• **FRAGMENT**:

----

Od: Wojtek Borczyk <b...@m...astro.amu.edu.pl>
On Sat, 8 Jan 2011, J.F. wrote:
> On Fri, 07 Jan 2011 22:47:25 +0100, Tomasz Pyra wrote:
>> No ale wyjaśnij dlaczego to Ty masz mieć prawo poruszać się po tych
>> drogach swoim Kia, a Wojtek swoim Willysem (stary, sprowadzony) ma nie
>> mieć tego prawa.
>> I uzasadnij dlaczego właśnie Ty, a nie Wojtek?
>
> No bo Cavallino kupil w polskim salonie i zaplacil z 10 tys zl VAT :-)
Tak gwoli ścisłości, to akurat do mojego "Willysa" Cavallino nic nie ma,
nawet kiedyś odważył się nim jechać... ;-)
Pozdrawiam :)
W.
-
166. Data: 2011-01-09 00:54:52
Temat: Re: Stawiam tak? tez? w temacie aut nienowych.
Od: "Cavallino" <c...@k...pl>
Użytkownik "Wojtek Borczyk" <b...@m...astro.amu.edu.pl> napisał w
wiadomości news:
> Tak gwoli ścisłości, to akurat do mojego "Willysa" Cavallino nic nie ma,
> nawet kiedyś odważył się nim jechać... ;-)
Nie raz nawet.
Nie mam nic do żadnego porządnie utrzymanego auta.
Choćby i miało ze 100 lat.
-
167. Data: 2011-01-09 01:07:38
Temat: Re: Stawiam tak? tez? w temacie aut nienowych.
Od: Wojtek Borczyk <b...@m...astro.amu.edu.pl>
On Sat, 8 Jan 2011, J.F. wrote:
> On Fri, 7 Jan 2011 22:00:30 +0100, Wojtek Borczyk wrote:
>> On Fri, 7 Jan 2011, Cavallino wrote:
>>> W 2004 na drogach praktycznie w ogóle nie było samochodów, w porównaniu
>>> do stanu obecnego. ;-)

----

• **ZADANIE PISEMNE 1**:
Odpowiedz krótko na pytania do fragmentu dyskusji o starych autach:
(a) Ile mniej więcej VAT zapłacił Cavallino według wiadomości zaczynającej się od słów „No bo Cavallino kupil”?
(b) Do jakich aut Cavallino, jak sam pisze, nic nie ma?
(c) Którego roku dotyczy zdanie, że na drogach praktycznie w ogóle nie było samochodów?
• **ZADANIE PISEMNE 2**: Dopisz dalszy ciąg dyskusji o starych autach, zaczynając od miejsca, w którym kończy się ostatnia cytowana wypowiedź.

• **SUROWE DANE**:
----

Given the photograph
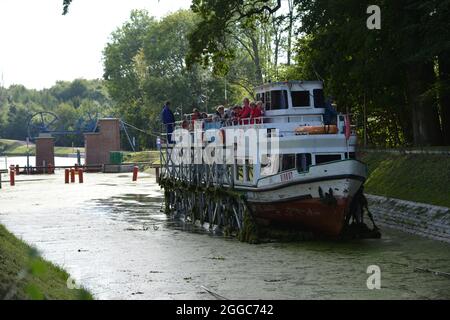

----

• **WYNIK ĆWICZENIA 1**:
(a) Około 10 tys. zł.
(b) Do żadnego porządnie utrzymanego auta, choćby miało ze 100 lat.
(c) 2004.

• **WYNIK ĆWICZENIA 2**:
>> A co dopiero w takim 1982 - pamiętam, jak w stanie wojennym przejechałem
>> nocą trasę z Warszawy do Poznania mijając po drodze ze trzy TIR'y
>> "Sovtransavto" i ze dwa auta osobowe ;)
>
> A ile zaparkowanych BWP minales ?
> I ile bramek bylo po drodze ? :-)
Bramki były chyba cztery - jedna w Sochaczewie, druga w Łowiczu, trzecia
(o ile dobrze pamiętam) w okolicy Kutna, czwarta w Koninie, przed samym
mostem na Warcie :)
Ale żadnego zaparkowanego BWP nie pamiętam ;-)
Pozdrawiam :)
W.
-
168. Data: 2011-01-09 01:28:52
Temat: Re: Stawiam tak? tez? w temacie aut nienowych.
Od: J.F. <j...@p...onet.pl>
On Sun, 9 Jan 2011 00:50:21 +0100, Wojtek Borczyk wrote:
>On Sat, 8 Jan 2011, J.F. wrote:
>>> No ale wyjaśnij dlaczego to Ty masz mieć prawo poruszać się po tych
>>> drogach swoim Kia, a Wojtek swoim Willysem (stary, sprowadzony) ma nie
>>> mieć tego prawa.
>> No bo Cavallino kupil w polskim salonie i zaplacil z 10 tys zl VAT :-)
>
>Tak gwoli ścisłości, to akurat do mojego "Willysa" Cavallino nic nie ma,
>nawet kiedyś odważył się nim jechać... ;-)
Zawsze mowilem ze punkt widzenia zalezy od punktu siedzenia :-)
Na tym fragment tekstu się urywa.